STATED GOAL: Replace "Query" with "Prompt" everywhere it occurs in the records below, keeping all other text the same. Leave the pictures out of your answer.

(Object pointing dataset records)
* begin *
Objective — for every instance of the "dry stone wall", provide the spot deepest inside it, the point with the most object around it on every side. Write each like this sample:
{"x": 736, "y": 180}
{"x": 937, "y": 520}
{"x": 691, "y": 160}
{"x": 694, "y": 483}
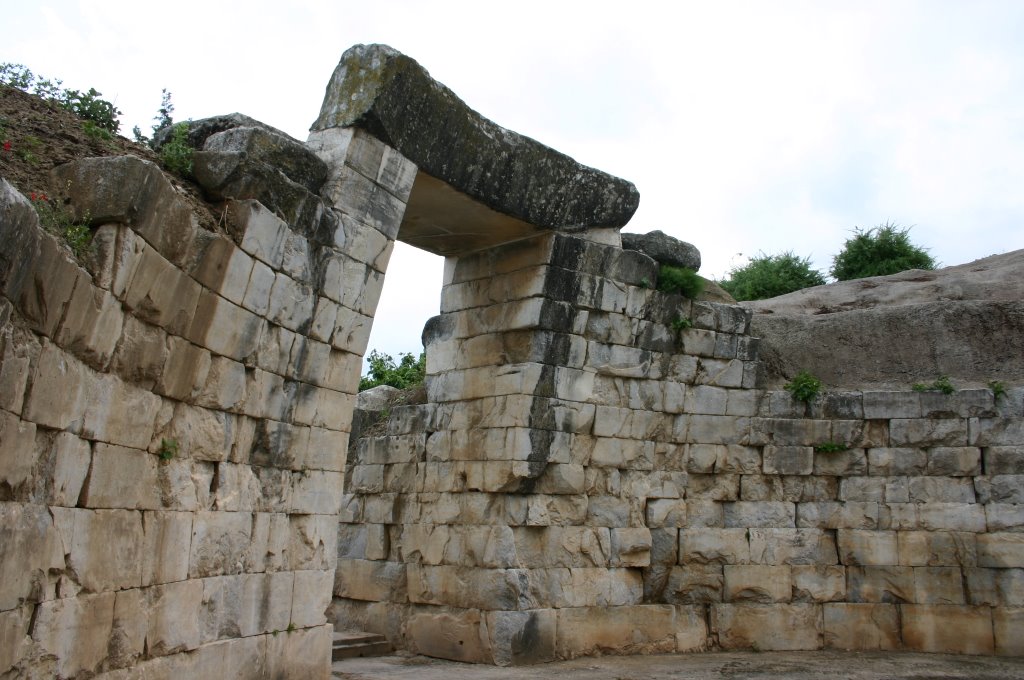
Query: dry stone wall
{"x": 595, "y": 469}
{"x": 596, "y": 472}
{"x": 174, "y": 408}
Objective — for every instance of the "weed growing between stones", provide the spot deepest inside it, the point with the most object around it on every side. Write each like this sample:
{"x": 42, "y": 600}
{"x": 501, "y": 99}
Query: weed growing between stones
{"x": 804, "y": 386}
{"x": 678, "y": 325}
{"x": 58, "y": 220}
{"x": 679, "y": 280}
{"x": 941, "y": 384}
{"x": 27, "y": 152}
{"x": 681, "y": 324}
{"x": 168, "y": 449}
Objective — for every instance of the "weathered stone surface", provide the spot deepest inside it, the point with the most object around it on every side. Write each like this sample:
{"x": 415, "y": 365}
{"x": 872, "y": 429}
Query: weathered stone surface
{"x": 961, "y": 630}
{"x": 130, "y": 190}
{"x": 930, "y": 343}
{"x": 459, "y": 635}
{"x": 624, "y": 630}
{"x": 374, "y": 87}
{"x": 664, "y": 249}
{"x": 522, "y": 638}
{"x": 861, "y": 626}
{"x": 75, "y": 631}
* end *
COMPLETE ANSWER:
Objective — for every instance of the "dry stone wall", provide the spot deepest inside it, the point with the most object around it on every side. Write each like this sample:
{"x": 736, "y": 180}
{"x": 937, "y": 520}
{"x": 691, "y": 160}
{"x": 694, "y": 483}
Prompt: dry stone wall
{"x": 595, "y": 469}
{"x": 596, "y": 472}
{"x": 174, "y": 408}
Objective — for every instance of the "weed growing between stones", provide the spot deepest inside it, the point with the most object around it on every side. Write each like this sample:
{"x": 42, "y": 600}
{"x": 501, "y": 99}
Prompt: weed growing between stones
{"x": 804, "y": 386}
{"x": 678, "y": 325}
{"x": 58, "y": 220}
{"x": 679, "y": 280}
{"x": 941, "y": 384}
{"x": 27, "y": 152}
{"x": 681, "y": 324}
{"x": 168, "y": 449}
Objective — for every instance of the "weathered stone surface", provide the spot deepest inside it, the point with the most object around it on every side. Write each like this sample:
{"x": 415, "y": 365}
{"x": 872, "y": 429}
Prompt: weathered stone surface
{"x": 961, "y": 630}
{"x": 130, "y": 190}
{"x": 930, "y": 343}
{"x": 459, "y": 635}
{"x": 624, "y": 630}
{"x": 374, "y": 87}
{"x": 664, "y": 249}
{"x": 522, "y": 638}
{"x": 861, "y": 626}
{"x": 75, "y": 631}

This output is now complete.